== Extrait ==

L'homosexualité en milieu carcéral - Partie 1

29/05/2020

Pour freiner la propagation du Coronavirus, le monde carcéral s'est vu dans l'obligation de fermer les espaces de cohabitation et d'interdire l'accès aux parloirs familiaux et conjugaux. Selon les équipes chargées du maintien de l'ordre, « la fermeture des parloirs n'est pas une mesure punitive mais elle est liée aux mesures de confinement (..) »

La réaction des détenus a été vive : ils se sont retrouvés privés de leurs familles mais aussi d'attention, d'amour et de sexualité. La question de l'abstinence sexuelle ne remonte cependant pas à l'épidémie. Tous s'accordent pour affirmer que la vie affective et sexuelle est une composante essentielle de l'équilibre de tout être humain.

Théoriquement, la prison est un espace sans sexe, et sa pratique est formellement interdite. Dans le courant des années 40, des travaux ont émergé sur la sexualité en prison faisant transparaitre une toute autre vérité : Le sexe est pourtant omniprésent dans l'espace carcéral. Les études ont montré une pratique différente, celle de la sexualité dite de « substitution », comprenant la pornographie, la masturbation et l'homosexualité. Le voile est alors levé sur une recrudescence de violences sexuelles entre les détenus. Toutefois, le peu de travaux effectués sur la question traduit l'omerta ancrée dans la société française même si l'homosexualité carcérale suscite de plus en plus d'intérêt.

Une « désexualisation » qui accentue la violence pénitentiaire

Les UVF

Depuis 2003, le maintien de la vie sexuelle en prison est favorisé par les UVF, Unités de Vie Familiale, premiers lieux non surveillés. En France, seulement 36 établissements pénitentiaires sur 188 en sont équipés. Toutefois, ces unités de rencontre sont d'abord créées dans un but de réinsertion et de réunification familiale, la dimension sexuelle n'est alors que sous-jacente. On comprend alors que la sexualité est sous-considérée par l'Etat et les pouvoirs publics, qui entendent prioriser la dimension familiale, au détriment du désir.

Des accords, rarement accordés, sont nécessaires pour accéder aux UVF et ne doivent pas excéder 72 heures. Selon Cécile Rambourg, enseignant-chercheur à l'école nationale d'administration pénitentiaire, l'UVF permet pourtant une « libération du corps ».

===

Action demandée:
Prolongez le texte sur l'homosexualité en milieu carcéral en reprenant juste après sa dernière phrase.

== Données extraites ==

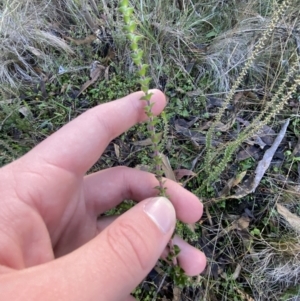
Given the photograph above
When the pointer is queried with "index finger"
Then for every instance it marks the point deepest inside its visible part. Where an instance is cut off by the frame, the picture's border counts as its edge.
(79, 144)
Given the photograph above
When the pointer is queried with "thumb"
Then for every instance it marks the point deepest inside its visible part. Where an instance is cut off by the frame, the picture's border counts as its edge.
(111, 265)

===

Corrigé:
Une sexualité volée

Mais qu'en est-il des établissements ne disposant pas d'UVF ? Dans ce cas, les incarcérés se livrent à des pratiques sexuelles réalisées à l'abri des regards. Ces relations ne peuvent être que volées. En cas de rapports intimes au parloir, les détenus sont sanctionnés : absence de réduction de peine, ou encore interdiction de visites pendant quelques mois.

L'association « Prison Insider », défenseuse des droits fondamentaux des personnes incarcérées dont le siège est à Lyon, interrogée pour ce dossier documentaire, se bat quotidiennement pour une considération des détenu(e)s et pour lever le voile sur ce genre de pratiques. « C'est inadmissible, nous dit l'intervenante, cela crée obligatoirement des déviances psychologiques chez les prisonniers, pouvant aller jusqu'aux troubles de l'identité. »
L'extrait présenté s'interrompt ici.